Please return the rows word for word, from their start through the line containing "box: [1088, 0, 1200, 90]", with both ends included. Leave the pictures out of your answer.
Segment Open
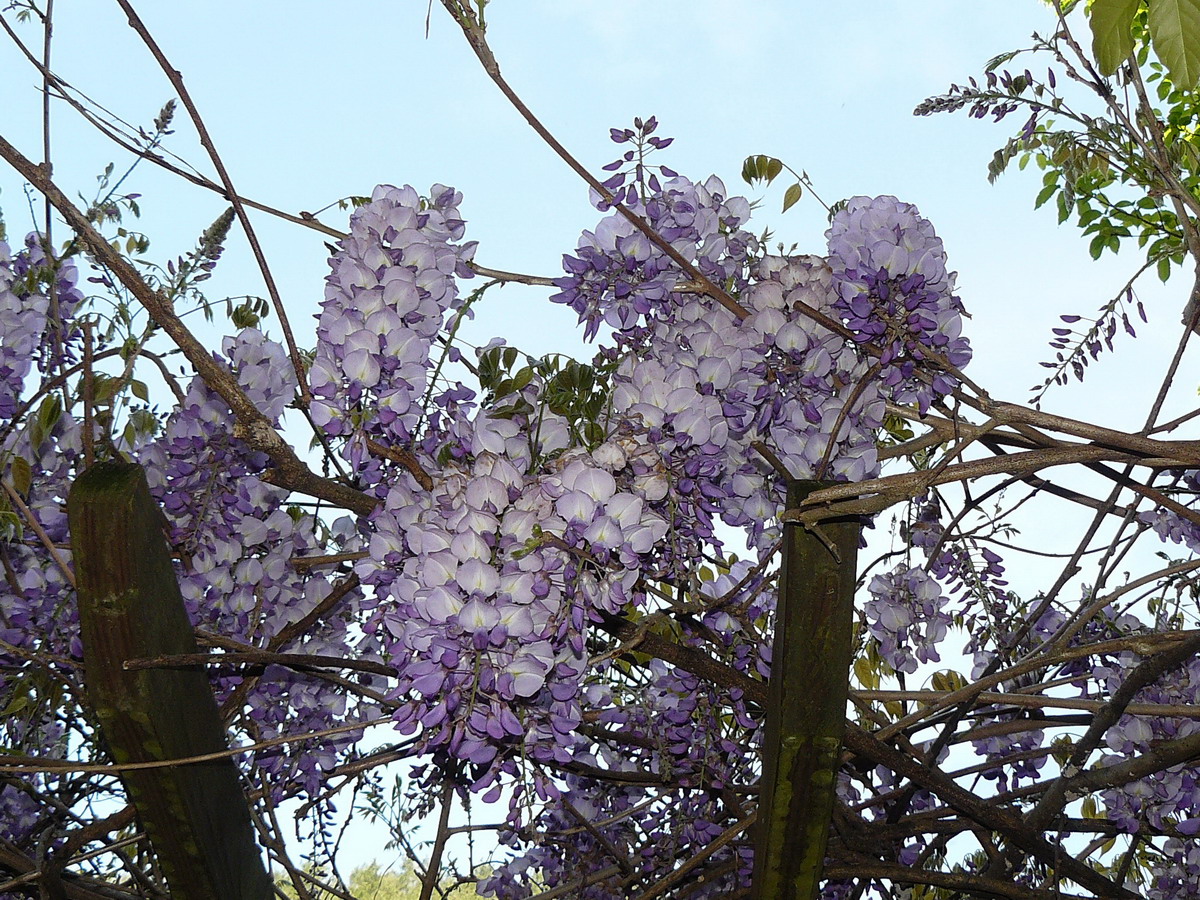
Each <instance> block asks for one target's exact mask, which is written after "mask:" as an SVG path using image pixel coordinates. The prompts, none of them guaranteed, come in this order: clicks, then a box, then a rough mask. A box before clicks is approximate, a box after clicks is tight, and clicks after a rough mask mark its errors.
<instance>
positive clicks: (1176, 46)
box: [1088, 0, 1200, 90]
mask: <svg viewBox="0 0 1200 900" xmlns="http://www.w3.org/2000/svg"><path fill="white" fill-rule="evenodd" d="M1141 8H1148V26H1150V42H1151V44H1152V46H1153V48H1154V53H1156V54H1157V55H1158V59H1159V60H1162V61H1163V65H1165V66H1166V68H1168V71H1169V72H1170V73H1171V80H1172V82H1175V83H1176V84H1177V85H1180V86H1181V88H1184V89H1188V90H1190V89H1192V88H1195V86H1196V79H1198V78H1200V0H1091V2H1090V4H1088V16H1090V22H1091V26H1092V53H1093V54H1094V55H1096V61H1097V62H1098V64H1099V67H1100V72H1102V73H1103V74H1105V76H1111V74H1114V73H1115V72H1116V71H1117V70H1118V68H1120V67H1121V64H1122V62H1124V61H1126V60H1127V59H1128V58H1129V56H1130V54H1133V52H1134V47H1135V44H1136V41H1138V35H1136V26H1135V18H1136V13H1138V11H1139V10H1141Z"/></svg>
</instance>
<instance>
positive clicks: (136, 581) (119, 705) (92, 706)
mask: <svg viewBox="0 0 1200 900" xmlns="http://www.w3.org/2000/svg"><path fill="white" fill-rule="evenodd" d="M67 516H68V521H70V524H71V552H72V556H73V558H74V570H76V580H77V582H78V595H79V625H80V631H82V638H83V652H84V672H85V677H84V680H85V685H86V690H88V698H89V701H90V703H91V706H92V708H94V709H95V710H96V714H97V716H98V718H100V730H101V734H102V737H103V739H104V743H106V745H107V746H108V750H109V752H110V755H112V757H113V762H115V763H132V762H151V761H158V760H176V758H181V757H188V756H198V755H202V754H209V752H216V751H221V750H226V749H228V744H227V739H226V732H224V726H223V725H222V722H221V715H220V713H218V712H217V706H216V701H215V698H214V696H212V689H211V688H210V685H209V680H208V677H206V676H205V673H204V671H203V668H202V667H194V668H146V670H140V671H134V672H127V671H125V668H124V667H122V665H124V662H125V661H126V660H130V659H137V658H145V656H160V655H164V654H179V653H196V652H197V647H196V636H194V632H193V631H192V624H191V622H190V620H188V618H187V611H186V610H185V608H184V600H182V596H181V595H180V593H179V583H178V581H176V580H175V572H174V569H173V566H172V562H170V556H169V551H168V548H167V541H166V538H164V536H163V532H162V527H163V518H162V512H161V511H160V510H158V508H157V505H156V504H155V502H154V498H151V496H150V488H149V487H148V486H146V480H145V475H144V474H143V472H142V467H140V466H134V464H131V463H122V462H102V463H98V464H96V466H92V467H91V468H90V469H88V470H86V472H84V473H83V474H82V475H80V476H79V478H78V479H77V480H76V484H74V485H73V486H72V488H71V494H70V497H68V498H67ZM121 780H122V781H124V782H125V788H126V791H127V792H128V796H130V799H131V800H132V803H133V804H134V806H136V808H137V811H138V818H139V820H140V822H142V826H143V827H144V828H145V832H146V835H148V836H149V839H150V844H151V846H152V847H154V850H155V853H156V856H157V858H158V862H160V864H161V865H162V870H163V874H164V875H166V877H167V883H168V887H169V888H170V894H172V896H173V898H175V899H176V900H268V898H270V896H271V893H272V892H271V881H270V878H269V877H268V875H266V870H265V869H264V868H263V862H262V857H260V856H259V851H258V846H257V845H256V842H254V832H253V827H252V824H251V820H250V808H248V805H247V802H246V797H245V793H244V790H242V787H241V781H240V778H239V774H238V767H236V764H235V763H234V762H233V760H230V758H229V757H224V758H221V760H214V761H211V762H202V763H187V764H182V766H169V767H162V768H150V769H137V770H132V772H124V773H121Z"/></svg>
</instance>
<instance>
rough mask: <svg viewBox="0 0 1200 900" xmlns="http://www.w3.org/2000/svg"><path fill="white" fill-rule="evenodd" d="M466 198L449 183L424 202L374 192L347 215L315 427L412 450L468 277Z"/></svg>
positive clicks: (321, 367) (321, 351) (318, 386)
mask: <svg viewBox="0 0 1200 900" xmlns="http://www.w3.org/2000/svg"><path fill="white" fill-rule="evenodd" d="M461 197H462V196H461V194H460V193H458V192H456V191H455V190H454V188H450V187H445V186H444V185H434V186H433V187H432V188H431V197H430V199H428V200H422V199H421V198H420V196H419V194H418V193H416V191H415V190H413V188H412V187H409V186H407V185H406V186H404V187H401V188H397V187H391V186H380V187H377V188H376V191H374V193H373V194H372V197H371V203H368V204H367V205H365V206H360V208H359V209H358V210H355V211H354V215H353V216H352V217H350V234H349V235H348V236H347V238H344V239H343V241H342V250H341V252H338V253H336V254H335V256H334V257H332V259H331V260H330V264H331V268H332V272H331V274H330V275H329V277H328V278H326V286H325V301H324V302H323V304H322V313H320V319H319V322H318V325H317V359H316V361H314V362H313V367H312V371H311V373H310V388H311V389H312V392H313V396H314V397H316V401H314V402H313V404H312V416H313V421H314V422H316V424H317V426H318V427H320V428H323V430H324V432H325V433H326V434H329V436H331V437H342V438H350V437H354V438H356V440H352V442H350V445H349V449H348V454H347V455H348V458H349V460H350V462H352V463H353V464H355V466H358V464H361V463H362V461H364V456H365V455H364V451H362V446H361V440H362V439H364V438H367V437H374V438H378V439H382V440H384V442H385V443H388V444H395V445H401V446H402V445H406V444H408V443H409V442H410V440H412V439H413V437H414V436H415V433H416V426H418V424H419V422H420V420H421V418H422V415H424V412H422V401H424V398H425V395H426V391H427V390H428V378H430V370H431V367H432V364H431V361H430V348H431V346H432V342H433V338H434V336H436V335H437V334H438V332H439V331H440V330H442V328H443V325H444V319H445V314H446V312H448V311H449V310H450V308H452V307H454V306H455V305H456V304H457V301H458V289H457V282H456V281H455V278H456V277H460V278H468V277H470V276H472V274H473V272H472V271H470V269H469V268H468V266H467V260H468V259H470V257H472V254H473V253H474V247H475V245H474V244H466V245H463V244H460V242H458V241H461V239H462V235H463V232H464V224H463V222H462V220H461V218H460V217H458V203H460V202H461Z"/></svg>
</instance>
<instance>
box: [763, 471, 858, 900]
mask: <svg viewBox="0 0 1200 900" xmlns="http://www.w3.org/2000/svg"><path fill="white" fill-rule="evenodd" d="M827 484H828V482H821V481H792V482H791V484H788V488H787V509H790V510H792V509H796V508H797V506H799V505H800V503H802V502H803V500H804V498H805V497H808V496H809V494H810V493H811V492H812V491H816V490H818V488H821V487H823V486H826V485H827ZM818 529H820V533H816V532H814V530H810V529H808V528H805V527H803V526H800V524H794V523H787V524H785V526H784V564H782V571H781V572H780V587H779V606H778V611H776V616H775V642H774V649H773V652H772V664H770V685H769V688H768V691H767V697H768V702H767V724H766V733H764V737H763V773H762V781H761V782H760V791H761V792H760V794H758V823H757V830H756V833H755V859H754V890H752V894H751V896H752V898H754V900H814V899H815V898H816V896H817V888H818V884H820V881H821V870H822V866H823V864H824V854H826V845H827V842H828V838H829V818H830V815H832V812H833V802H834V787H835V779H836V773H838V761H839V758H840V756H841V736H842V731H844V727H845V722H846V697H847V692H848V689H850V662H851V640H852V636H853V617H854V578H856V576H857V571H856V560H857V557H858V538H859V533H860V532H862V524H860V522H859V521H858V520H832V521H827V522H822V523H821V524H820V526H818Z"/></svg>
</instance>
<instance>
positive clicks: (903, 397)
mask: <svg viewBox="0 0 1200 900" xmlns="http://www.w3.org/2000/svg"><path fill="white" fill-rule="evenodd" d="M826 236H827V239H828V241H829V265H830V266H832V268H833V272H834V282H835V290H836V293H838V298H839V302H838V307H839V310H840V312H841V313H842V317H844V318H845V320H846V324H847V325H848V326H850V329H851V331H853V332H854V340H857V341H860V342H864V343H865V342H871V343H875V344H877V346H878V347H880V349H881V350H882V353H881V355H880V358H878V365H880V366H881V377H882V379H883V382H884V384H887V385H888V388H889V389H890V390H892V392H893V396H894V398H895V400H898V401H899V402H901V403H917V404H918V406H919V408H920V410H922V412H924V410H925V409H926V408H928V407H929V404H930V403H931V402H932V401H934V400H935V398H937V397H940V396H943V395H946V394H949V392H950V391H952V390H954V388H955V386H956V384H958V382H956V379H955V378H954V376H953V373H950V372H947V371H946V370H944V368H942V367H940V366H934V367H929V366H925V367H924V368H922V374H923V376H925V377H928V378H929V380H928V383H926V382H924V380H923V379H922V378H919V377H918V376H917V372H918V367H919V366H922V364H928V362H929V361H931V360H934V361H936V360H944V361H947V362H948V364H949V365H950V366H953V367H955V368H961V367H962V366H965V365H966V364H967V362H970V360H971V347H970V343H968V342H967V340H966V338H965V337H964V336H962V335H961V328H962V312H964V310H962V302H961V301H960V300H959V298H958V296H955V295H954V274H953V272H947V270H946V251H944V250H943V247H942V241H941V239H940V238H938V236H937V235H936V234H935V233H934V227H932V226H931V224H930V222H929V220H926V218H923V217H922V216H920V214H919V212H918V211H917V208H916V206H913V205H912V204H908V203H901V202H899V200H898V199H896V198H895V197H875V198H870V197H852V198H851V199H850V200H847V202H846V205H845V206H844V208H842V209H840V210H838V212H836V214H835V215H834V216H833V220H832V226H830V228H829V230H828V232H827V234H826Z"/></svg>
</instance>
Segment Closed
▸ RESPONSE BOX
Each <instance> block asks for one target's exact mask, which is written after "mask:" as an SVG path using image pixel coordinates. The prompts, none of them guaranteed, come in this order: clicks, then a box, then a rough mask. A box before clicks is approximate, a box after clicks is tight, and clicks after a rough mask mark its errors.
<instance>
positive clicks: (1176, 46)
box: [1088, 0, 1200, 90]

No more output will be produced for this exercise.